■ The problem
Starting at the line containing "Where can the wine" and continuing to the end of the items, copy out only that stretch, with "occurrence" in place of "instance" each time it occurs and nothing else altered.

■ Record list
○ ○ ○

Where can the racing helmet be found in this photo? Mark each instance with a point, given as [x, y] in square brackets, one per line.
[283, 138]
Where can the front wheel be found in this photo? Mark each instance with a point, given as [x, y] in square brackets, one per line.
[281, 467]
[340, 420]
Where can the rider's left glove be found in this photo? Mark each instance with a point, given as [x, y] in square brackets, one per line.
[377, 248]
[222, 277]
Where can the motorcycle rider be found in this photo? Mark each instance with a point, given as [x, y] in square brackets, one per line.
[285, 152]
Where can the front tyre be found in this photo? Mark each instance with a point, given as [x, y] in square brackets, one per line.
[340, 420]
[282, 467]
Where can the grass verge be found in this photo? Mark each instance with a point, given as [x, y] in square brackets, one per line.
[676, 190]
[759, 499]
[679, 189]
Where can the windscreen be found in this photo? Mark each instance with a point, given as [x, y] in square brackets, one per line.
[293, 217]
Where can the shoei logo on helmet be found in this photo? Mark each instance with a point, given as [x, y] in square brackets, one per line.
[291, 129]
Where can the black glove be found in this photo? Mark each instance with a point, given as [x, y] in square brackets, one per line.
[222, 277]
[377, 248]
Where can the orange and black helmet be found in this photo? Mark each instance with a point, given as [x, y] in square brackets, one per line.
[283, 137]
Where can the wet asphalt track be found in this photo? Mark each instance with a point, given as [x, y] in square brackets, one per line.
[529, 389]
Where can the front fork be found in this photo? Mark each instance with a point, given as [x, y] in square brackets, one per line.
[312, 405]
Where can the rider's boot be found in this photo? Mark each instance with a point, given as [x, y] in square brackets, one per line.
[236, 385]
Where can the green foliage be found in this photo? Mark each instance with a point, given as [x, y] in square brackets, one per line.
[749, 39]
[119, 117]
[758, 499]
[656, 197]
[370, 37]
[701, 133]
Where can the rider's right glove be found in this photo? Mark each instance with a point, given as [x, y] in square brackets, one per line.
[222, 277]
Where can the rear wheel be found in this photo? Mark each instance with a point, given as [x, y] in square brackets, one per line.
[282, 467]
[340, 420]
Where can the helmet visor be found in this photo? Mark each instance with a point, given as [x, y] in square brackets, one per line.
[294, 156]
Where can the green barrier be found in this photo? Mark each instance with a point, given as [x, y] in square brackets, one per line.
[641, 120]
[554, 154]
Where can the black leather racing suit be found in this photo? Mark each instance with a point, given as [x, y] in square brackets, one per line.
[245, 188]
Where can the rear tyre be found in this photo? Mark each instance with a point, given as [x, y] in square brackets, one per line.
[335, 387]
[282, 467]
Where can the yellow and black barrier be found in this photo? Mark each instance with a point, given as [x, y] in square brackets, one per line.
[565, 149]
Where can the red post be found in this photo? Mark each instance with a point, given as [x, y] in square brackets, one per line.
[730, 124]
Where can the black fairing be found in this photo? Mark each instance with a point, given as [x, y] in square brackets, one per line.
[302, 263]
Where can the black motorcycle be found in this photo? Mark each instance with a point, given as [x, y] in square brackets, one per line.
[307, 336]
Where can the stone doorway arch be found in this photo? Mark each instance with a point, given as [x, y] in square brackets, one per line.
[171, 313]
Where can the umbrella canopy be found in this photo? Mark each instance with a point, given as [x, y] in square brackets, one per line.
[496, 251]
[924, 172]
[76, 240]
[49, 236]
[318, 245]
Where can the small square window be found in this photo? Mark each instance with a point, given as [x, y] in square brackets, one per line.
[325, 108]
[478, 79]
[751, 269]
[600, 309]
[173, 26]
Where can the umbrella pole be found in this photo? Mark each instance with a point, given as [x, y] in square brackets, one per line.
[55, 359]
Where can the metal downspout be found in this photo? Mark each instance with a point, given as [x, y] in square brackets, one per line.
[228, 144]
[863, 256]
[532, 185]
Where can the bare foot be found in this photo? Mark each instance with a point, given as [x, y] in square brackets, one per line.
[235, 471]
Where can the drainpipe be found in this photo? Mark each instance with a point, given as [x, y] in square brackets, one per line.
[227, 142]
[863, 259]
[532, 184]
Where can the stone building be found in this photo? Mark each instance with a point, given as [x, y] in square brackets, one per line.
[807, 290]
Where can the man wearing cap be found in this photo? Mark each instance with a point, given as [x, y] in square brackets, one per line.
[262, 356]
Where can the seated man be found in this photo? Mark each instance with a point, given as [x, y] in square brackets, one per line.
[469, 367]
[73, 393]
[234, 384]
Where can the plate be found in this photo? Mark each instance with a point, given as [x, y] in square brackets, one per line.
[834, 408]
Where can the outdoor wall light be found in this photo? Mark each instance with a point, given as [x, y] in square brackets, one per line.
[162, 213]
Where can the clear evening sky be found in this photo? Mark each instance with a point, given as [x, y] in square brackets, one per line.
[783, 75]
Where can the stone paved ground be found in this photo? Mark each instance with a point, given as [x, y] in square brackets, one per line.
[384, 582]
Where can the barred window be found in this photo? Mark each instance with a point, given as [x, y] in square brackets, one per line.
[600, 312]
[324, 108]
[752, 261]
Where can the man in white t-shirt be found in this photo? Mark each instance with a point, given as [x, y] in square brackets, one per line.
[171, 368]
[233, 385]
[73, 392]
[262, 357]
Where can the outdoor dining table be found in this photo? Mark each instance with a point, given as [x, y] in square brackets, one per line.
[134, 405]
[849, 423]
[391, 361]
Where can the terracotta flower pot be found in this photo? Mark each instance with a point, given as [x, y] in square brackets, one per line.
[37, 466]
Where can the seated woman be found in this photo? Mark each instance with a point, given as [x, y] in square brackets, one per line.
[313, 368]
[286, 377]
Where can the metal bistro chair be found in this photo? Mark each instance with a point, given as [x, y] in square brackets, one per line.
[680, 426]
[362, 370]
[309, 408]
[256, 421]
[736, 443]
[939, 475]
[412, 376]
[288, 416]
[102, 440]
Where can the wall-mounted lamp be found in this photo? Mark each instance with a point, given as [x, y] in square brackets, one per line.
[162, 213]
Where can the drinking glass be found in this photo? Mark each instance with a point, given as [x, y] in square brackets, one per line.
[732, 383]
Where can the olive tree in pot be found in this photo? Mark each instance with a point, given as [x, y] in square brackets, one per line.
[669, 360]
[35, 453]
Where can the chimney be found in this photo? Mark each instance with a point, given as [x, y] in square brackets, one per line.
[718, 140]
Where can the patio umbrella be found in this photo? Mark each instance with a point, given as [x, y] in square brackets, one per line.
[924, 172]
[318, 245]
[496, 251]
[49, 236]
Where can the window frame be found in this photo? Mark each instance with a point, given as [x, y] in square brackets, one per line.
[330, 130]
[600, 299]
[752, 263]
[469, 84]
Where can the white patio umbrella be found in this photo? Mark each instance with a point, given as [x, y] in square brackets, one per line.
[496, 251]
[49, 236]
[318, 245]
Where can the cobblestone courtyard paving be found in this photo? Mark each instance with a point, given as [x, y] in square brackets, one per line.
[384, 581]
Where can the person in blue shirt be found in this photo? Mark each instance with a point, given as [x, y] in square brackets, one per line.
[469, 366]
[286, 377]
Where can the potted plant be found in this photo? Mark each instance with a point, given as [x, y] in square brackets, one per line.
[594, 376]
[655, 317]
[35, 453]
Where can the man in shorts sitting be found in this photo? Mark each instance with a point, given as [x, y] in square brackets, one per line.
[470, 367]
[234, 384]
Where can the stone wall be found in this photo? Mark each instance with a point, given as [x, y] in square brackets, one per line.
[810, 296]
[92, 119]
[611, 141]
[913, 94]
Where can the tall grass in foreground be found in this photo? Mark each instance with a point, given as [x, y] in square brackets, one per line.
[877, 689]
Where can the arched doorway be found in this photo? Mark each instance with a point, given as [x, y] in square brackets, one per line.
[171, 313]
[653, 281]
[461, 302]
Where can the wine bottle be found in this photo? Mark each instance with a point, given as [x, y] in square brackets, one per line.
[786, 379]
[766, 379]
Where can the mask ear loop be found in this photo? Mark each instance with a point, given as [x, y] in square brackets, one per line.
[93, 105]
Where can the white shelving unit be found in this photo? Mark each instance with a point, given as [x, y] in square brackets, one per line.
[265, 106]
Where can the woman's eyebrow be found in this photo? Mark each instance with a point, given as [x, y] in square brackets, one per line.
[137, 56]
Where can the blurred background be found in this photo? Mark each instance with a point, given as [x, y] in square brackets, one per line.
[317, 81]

○ ○ ○

■ Finished task
Where can the wine bottle be found in this photo? Mark each occurrence with a point, given as [x, y] in square brackets, one per line.
[786, 379]
[766, 379]
Where can the mask ear loop be found in this photo? Mark each occurrence with a point, given as [x, y] in square brackets, one per line.
[93, 105]
Where can the white shelving unit be found in this photo? Mark each occurrence with a point, given as [x, y] in square brackets, one per line.
[265, 106]
Where can the woman's eyebrow be found in this photo? Mark each occurrence with a point, given as [x, y] in square brackets, one per line.
[137, 56]
Where can the blurred background be found in this photo? Mark each occurrence with a point, given as [x, y] in square brackets, one per line.
[317, 81]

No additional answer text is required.